Document text section start

Ray Saintonge wrote:
geni wrote:
Journals appear to be doing ok.
Mostly because they deal in specialized niches.
This is unrelated to the current thread, but I was at a meeting at the Public Library of Science the other day and promised them that I would make an effort to bring their work to the attention of the wider Wikipedia community.
http://www.plos.org/ http://en.wikipedia.org/wiki/Public_Library_of_Science
All content of the peer-reviewed Plos journals (including PLoS Biology, PLoS Medicine, PLoS Genetics, etc.) is released under "by-attribution" (Creative Commons).
Open access to scientific publications is crucial, and I think we should be aware and supportive of their efforts. Scientific publishing, and academic publishing more generally, is due for a revolution... Journals charge extremely high prices, and the contributors are paid nothing... this is a core vulnerability. The contributors contribute because there is prestige in having a paper accepted... if PLoS (and similar efforts) are creating freely licensed alternative business models, then the old business model is doomed.

Document text section end
Data section section start

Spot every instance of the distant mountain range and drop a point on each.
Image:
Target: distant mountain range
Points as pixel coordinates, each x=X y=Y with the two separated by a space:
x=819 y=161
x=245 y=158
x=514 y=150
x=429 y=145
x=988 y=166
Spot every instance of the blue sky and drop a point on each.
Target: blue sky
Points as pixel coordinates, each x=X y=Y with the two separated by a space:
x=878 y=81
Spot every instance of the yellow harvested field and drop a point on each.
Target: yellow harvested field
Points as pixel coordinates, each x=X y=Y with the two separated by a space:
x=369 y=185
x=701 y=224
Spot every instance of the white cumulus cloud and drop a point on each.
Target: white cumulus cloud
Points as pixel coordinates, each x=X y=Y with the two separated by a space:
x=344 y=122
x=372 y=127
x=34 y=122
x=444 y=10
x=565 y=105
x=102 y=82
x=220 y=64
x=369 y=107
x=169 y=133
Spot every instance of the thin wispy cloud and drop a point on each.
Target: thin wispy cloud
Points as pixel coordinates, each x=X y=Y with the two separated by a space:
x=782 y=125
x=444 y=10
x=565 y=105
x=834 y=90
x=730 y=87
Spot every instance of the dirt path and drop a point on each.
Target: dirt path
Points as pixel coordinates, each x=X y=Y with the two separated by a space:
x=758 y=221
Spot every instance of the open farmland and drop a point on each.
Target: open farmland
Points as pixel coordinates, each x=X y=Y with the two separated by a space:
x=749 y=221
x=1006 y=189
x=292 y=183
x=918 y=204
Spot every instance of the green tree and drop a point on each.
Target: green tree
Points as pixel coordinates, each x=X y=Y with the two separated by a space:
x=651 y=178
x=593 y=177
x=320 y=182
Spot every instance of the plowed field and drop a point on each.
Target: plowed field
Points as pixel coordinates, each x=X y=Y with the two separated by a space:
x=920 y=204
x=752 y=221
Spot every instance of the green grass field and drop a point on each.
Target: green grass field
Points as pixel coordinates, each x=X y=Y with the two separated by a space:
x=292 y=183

Data section section end

## [Directions]
Pick up the mailing-list post about the Public Library of Science and open access publishing, and continue it from its last sentence.

## [Task output]
Barbara Cohen, the executive editor of PLoS, and senior editor of PLoS Medicine, showed me this page:
http://www.ingentaconnect.com/content/mcb/015/2004/00000025/F0020008/art0000...
Take a couple of minutes to look at it, and enjoy the sad irony... an academic paper in a traditional journal on the topic of "Impediments to promoting access to global knowledge in sub-Saharan Africa" costs $25 to access!
When you see that, then you understand the importance of the work of PLoS.